_Task requirements:_ Which lines of the entries hold the string "blue"? Copy each one.

Region pointing data
════════
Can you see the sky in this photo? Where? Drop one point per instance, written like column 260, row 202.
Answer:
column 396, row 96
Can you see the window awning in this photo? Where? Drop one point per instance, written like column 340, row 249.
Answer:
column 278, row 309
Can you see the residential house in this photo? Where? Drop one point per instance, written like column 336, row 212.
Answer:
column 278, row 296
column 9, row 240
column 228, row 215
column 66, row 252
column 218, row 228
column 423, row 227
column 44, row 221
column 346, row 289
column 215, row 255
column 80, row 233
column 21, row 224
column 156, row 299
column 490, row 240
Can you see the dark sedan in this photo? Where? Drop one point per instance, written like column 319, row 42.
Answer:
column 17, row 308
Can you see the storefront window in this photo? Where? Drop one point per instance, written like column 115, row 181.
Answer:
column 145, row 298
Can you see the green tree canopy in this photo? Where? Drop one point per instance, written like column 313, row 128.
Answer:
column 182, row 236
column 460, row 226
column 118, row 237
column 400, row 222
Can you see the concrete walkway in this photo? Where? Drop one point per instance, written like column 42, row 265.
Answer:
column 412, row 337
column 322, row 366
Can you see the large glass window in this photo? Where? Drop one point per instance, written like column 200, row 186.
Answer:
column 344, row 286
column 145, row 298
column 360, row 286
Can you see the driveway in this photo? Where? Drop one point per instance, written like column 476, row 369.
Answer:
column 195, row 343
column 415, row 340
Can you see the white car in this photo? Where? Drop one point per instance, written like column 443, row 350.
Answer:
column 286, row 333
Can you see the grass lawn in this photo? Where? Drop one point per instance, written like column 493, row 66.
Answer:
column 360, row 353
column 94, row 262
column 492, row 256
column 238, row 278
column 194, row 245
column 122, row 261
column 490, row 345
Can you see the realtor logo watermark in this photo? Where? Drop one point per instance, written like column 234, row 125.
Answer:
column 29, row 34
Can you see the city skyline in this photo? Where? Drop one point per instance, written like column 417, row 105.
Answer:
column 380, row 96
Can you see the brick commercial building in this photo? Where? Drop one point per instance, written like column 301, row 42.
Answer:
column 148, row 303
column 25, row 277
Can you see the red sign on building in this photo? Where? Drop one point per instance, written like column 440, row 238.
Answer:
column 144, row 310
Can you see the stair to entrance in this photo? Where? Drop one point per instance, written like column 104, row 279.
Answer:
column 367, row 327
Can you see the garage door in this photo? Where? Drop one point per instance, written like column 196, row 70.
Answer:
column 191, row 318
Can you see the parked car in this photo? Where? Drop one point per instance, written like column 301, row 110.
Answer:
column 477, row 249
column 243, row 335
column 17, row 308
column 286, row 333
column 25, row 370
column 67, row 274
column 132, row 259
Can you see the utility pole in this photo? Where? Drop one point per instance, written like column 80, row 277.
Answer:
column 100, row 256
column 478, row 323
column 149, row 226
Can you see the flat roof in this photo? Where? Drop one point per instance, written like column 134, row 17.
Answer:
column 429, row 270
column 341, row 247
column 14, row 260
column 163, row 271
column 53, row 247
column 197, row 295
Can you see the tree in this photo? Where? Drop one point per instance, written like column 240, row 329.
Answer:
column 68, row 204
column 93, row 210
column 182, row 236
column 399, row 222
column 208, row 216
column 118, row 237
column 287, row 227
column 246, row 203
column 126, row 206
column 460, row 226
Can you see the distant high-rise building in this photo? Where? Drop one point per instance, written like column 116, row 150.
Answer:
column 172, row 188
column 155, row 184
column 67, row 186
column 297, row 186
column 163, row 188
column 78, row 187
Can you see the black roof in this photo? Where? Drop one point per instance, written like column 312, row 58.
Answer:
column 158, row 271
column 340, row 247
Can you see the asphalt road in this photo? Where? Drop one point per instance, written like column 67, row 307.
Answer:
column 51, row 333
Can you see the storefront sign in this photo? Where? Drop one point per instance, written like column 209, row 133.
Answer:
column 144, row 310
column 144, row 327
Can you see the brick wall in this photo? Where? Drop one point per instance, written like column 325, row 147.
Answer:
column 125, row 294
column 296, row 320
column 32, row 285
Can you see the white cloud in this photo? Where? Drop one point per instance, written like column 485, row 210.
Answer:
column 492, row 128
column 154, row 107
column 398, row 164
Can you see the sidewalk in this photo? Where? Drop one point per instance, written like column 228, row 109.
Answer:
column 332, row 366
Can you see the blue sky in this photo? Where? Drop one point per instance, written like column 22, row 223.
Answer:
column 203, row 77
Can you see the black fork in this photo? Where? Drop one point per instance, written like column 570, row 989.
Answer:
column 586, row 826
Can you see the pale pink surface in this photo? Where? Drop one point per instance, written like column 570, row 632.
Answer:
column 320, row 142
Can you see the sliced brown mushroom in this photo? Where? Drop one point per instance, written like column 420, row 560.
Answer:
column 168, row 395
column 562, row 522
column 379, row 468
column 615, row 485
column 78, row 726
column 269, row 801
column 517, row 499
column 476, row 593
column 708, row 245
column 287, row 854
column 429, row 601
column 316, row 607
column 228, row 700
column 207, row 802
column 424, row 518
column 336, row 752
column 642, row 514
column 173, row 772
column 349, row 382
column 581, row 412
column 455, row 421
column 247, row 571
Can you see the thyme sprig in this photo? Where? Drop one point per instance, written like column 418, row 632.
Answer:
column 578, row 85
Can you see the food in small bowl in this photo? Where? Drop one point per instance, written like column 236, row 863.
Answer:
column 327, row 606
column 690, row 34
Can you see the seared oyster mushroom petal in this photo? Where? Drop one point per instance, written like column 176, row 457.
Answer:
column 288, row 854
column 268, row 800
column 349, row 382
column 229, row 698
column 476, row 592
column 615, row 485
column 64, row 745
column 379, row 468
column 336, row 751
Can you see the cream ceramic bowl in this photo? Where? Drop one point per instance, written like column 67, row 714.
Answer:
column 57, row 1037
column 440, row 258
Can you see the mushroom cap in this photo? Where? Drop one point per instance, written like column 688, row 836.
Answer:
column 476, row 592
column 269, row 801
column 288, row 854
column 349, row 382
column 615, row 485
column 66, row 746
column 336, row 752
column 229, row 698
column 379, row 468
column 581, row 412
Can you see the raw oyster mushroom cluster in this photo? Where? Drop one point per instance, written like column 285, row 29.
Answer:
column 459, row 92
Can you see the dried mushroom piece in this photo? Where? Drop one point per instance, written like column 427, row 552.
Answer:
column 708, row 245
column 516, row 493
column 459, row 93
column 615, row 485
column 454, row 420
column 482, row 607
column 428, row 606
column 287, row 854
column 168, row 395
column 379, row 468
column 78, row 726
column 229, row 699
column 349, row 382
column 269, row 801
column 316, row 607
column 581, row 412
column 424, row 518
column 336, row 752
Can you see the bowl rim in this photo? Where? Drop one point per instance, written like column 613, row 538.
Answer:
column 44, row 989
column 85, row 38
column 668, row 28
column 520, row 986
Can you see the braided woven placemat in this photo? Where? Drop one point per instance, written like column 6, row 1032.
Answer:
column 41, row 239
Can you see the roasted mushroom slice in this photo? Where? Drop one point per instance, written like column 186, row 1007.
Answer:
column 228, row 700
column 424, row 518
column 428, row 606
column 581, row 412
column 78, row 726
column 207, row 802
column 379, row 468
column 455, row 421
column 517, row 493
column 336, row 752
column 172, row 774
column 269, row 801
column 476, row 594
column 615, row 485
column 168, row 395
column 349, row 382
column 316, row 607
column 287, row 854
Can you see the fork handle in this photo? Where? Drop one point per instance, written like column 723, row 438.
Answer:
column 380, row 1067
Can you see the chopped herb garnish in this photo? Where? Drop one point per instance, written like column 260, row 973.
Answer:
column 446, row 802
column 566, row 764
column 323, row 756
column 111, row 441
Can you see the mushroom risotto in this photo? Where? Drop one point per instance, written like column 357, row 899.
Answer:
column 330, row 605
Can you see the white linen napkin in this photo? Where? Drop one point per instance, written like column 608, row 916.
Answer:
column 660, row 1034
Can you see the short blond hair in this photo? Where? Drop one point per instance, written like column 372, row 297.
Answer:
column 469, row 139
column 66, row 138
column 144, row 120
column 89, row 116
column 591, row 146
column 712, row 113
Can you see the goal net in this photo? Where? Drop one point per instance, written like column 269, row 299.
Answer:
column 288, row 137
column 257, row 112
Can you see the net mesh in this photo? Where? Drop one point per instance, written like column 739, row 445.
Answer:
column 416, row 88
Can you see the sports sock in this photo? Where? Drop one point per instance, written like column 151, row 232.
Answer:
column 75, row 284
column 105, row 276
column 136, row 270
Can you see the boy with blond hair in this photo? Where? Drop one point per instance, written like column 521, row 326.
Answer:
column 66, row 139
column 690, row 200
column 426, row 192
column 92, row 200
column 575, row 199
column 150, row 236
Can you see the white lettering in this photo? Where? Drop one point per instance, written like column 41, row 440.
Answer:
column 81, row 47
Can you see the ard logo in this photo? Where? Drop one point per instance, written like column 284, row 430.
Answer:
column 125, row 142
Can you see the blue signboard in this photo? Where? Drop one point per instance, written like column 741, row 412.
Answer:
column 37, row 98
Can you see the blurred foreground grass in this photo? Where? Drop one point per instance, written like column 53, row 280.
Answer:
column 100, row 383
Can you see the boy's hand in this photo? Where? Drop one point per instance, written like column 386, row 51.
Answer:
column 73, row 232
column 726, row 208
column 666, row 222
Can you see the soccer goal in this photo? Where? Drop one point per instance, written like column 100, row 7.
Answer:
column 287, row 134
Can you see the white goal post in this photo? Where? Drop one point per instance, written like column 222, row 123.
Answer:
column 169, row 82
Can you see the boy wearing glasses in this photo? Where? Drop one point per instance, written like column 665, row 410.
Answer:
════════
_Result:_
Can you see the blue sky in this photo? Where? Drop one point per instance, written like column 22, row 223.
Can you see the blue signboard in this photo? Where? Drop one point per instance, written like column 741, row 412.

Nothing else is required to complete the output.